**Required action 1**. Sum up the Batman film post in two sentences.
**Required action 2**. From the Batman film post, return the passage that starts at the words "The Dark Knight Trilogy" and ends after the words "The Dark Knight.", copied word for word.

**Text**.
- - -

Thursday, July 19, 2012

The Dark Knight Trilogy

Tonight at midnight, director Christopher Nolan's Dark Knight Trilogy comes to an end with the release of The Dark Knight Rises. I'll be there at the midnight show, waiting to see how it all ends, but before that, I'm going to review the first two chapters in Nolan's series, Batman Begins and The Dark Knight.

Batman Begins - Let's go back a few decades. After Tim Burton released the follow-up to 1989's Batman with Batman Returns, Warner Bros demoted Burton to a producing role due to the dark and violent nature of the 1992 sequel, in hopes to make the Caped Crusader more accessible to mainstream viewers (see: more family friendly). Joel Schumacher was hired as director and already, there was issues with the greenlit sequel. First, Schumacher wanted to adapt Frank Miller's graphic novel of the Batman legend, titled Batman: Year One into a prequel of Bruce Wayne's origins and how he became the costumed vigilante. The studio shot the idea down because they wanted a sequel and because they wanted eight and ten year-old boys watching the movies, along with their parents. Second, Michael Keaton - who played Batman in the first two films, decided not to return for the next installment, claiming he was unhappy with the new direction the series was going. A few days later, Val Kilmer was brought on to play Wayne and his alter ego. Lastly was the in-fighting between the actors and Schumacher; most notably between him and Kilmer. Batman Forever was released in the summer of 1995, and to huge success: Forever made $184 million in North America and $152 million overseas, bringing the total to $336 million globally, surpassing Returns and  was the 2nd highest grossing movie in North America in that year (the highest was Pixar's debut feature, Toy Story). Reviews were mixed, as some critics liked the campy, visual look and feel of Batman's world, while others disliked how the series sold out it's dark, harrowing and haunting nature for something that would be more approachable for younger audiences and their families.

Then came Batman and Robin, the movie that (still) puts a shiver down the spine of every comic book fan, and every movie geek out there, and the movie that i'm certain George Clooney would take back, had he know just how badly he and the rest of the cast would damage the Batman name. I'm going to keep this brief because going into a synopsis of this...thing would drive me mad, so here are the bullet points you need to know:

  • First off, you're probably wondering why I mentioned George Clooney and not Val Kilmer? The beef between Kilmer and returning director Schumacher was so bad that Kilmer refused to return for the fourth installment, with Clooney taking his place.
  • Schumacher wanted to pay homage to the camp value of the 1960's television show starring Adam West as Batman, which explains the casting of Arnold Schwarzenegger as Mr. Freeze and those terrible ice puns ("What killed the dinosaurs? The Ice Age!").
  • Warner Bros, basking in the success of Batman Forever, demanded that the filmmakers begin immediately on the sequel, which started August of 1996 and ended January of 1997, two weeks ahead of schedule.
  • The fourth installment was released in June of '97, but to abysmal reviews and a very disappointing box office run (it finished with just under $110 million, due to the negative word of mouth after the first week of it's release).

- - -

**Given records**.

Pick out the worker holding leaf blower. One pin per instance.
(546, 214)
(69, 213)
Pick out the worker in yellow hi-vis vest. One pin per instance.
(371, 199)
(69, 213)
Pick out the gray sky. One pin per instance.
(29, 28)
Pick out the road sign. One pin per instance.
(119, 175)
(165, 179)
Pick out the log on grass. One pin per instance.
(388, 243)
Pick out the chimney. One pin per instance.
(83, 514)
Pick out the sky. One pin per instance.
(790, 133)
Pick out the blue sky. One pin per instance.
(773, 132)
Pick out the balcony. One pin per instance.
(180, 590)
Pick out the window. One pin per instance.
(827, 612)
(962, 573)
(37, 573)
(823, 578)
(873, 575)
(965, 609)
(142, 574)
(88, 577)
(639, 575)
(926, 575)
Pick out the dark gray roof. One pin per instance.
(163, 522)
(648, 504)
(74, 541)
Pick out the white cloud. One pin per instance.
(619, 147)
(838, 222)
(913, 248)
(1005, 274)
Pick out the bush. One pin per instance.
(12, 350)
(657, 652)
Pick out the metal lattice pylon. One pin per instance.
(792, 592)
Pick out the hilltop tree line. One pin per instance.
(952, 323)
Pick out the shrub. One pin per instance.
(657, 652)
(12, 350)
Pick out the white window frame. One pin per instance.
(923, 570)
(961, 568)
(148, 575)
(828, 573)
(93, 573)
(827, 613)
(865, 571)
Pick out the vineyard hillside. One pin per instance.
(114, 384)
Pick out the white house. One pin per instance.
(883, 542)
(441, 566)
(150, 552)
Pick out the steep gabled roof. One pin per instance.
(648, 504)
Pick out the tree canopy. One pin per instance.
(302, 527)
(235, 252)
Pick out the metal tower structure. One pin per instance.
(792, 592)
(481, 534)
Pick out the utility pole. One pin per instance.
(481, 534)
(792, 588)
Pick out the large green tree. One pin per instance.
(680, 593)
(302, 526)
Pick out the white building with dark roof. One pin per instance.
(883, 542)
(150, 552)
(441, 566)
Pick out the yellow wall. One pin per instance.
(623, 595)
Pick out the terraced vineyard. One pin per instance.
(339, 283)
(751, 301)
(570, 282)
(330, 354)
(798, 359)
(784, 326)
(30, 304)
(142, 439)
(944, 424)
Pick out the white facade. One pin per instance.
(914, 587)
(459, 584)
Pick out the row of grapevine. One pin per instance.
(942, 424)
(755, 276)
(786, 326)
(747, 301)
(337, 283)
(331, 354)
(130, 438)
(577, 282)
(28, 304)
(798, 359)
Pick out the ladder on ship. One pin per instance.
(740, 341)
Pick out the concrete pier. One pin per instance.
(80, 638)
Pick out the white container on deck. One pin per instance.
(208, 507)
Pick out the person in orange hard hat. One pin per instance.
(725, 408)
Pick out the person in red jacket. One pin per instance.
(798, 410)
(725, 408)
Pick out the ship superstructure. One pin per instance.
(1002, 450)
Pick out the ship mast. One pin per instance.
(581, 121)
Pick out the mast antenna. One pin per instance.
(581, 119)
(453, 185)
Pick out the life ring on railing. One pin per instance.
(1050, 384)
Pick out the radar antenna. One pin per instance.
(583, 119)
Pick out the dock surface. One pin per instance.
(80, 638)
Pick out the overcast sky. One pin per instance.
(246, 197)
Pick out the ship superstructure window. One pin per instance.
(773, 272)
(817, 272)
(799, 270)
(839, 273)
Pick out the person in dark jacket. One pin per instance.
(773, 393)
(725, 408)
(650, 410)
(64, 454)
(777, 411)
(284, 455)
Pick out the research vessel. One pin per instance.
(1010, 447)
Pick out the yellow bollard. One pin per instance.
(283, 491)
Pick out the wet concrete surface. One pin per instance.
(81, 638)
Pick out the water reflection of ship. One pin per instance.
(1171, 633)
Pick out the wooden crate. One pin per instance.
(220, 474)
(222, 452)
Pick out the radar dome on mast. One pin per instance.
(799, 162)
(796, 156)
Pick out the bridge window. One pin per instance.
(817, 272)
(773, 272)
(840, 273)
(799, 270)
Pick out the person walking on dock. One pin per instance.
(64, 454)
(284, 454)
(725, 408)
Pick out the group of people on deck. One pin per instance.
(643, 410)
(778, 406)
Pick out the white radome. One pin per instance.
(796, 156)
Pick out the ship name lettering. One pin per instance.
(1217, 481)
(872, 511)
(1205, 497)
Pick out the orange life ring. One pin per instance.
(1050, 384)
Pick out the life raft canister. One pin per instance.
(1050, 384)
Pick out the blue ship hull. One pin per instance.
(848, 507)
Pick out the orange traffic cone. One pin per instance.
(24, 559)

- - -

**Response 1**. On the night The Dark Knight Rises opens, the writer plans to review Nolan's first two Batman films, but first explains how Warner Bros steered the series toward family audiences, which led to Batman Forever, a big box office hit with mixed reviews. The writer then describes Batman and Robin as a disaster: Kilmer refused to return and Clooney took his place, Schumacher went for the camp of the 1960s show, and the film drew terrible reviews and a disappointing box office run.

**Response 2**.
The Dark Knight Trilogy

Tonight at midnight, director Christopher Nolan's Dark Knight Trilogy comes to an end with the release of The Dark Knight Rises. I'll be there at the midnight show, waiting to see how it all ends, but before that, I'm going to review the first two chapters in Nolan's series, Batman Begins and The Dark Knight.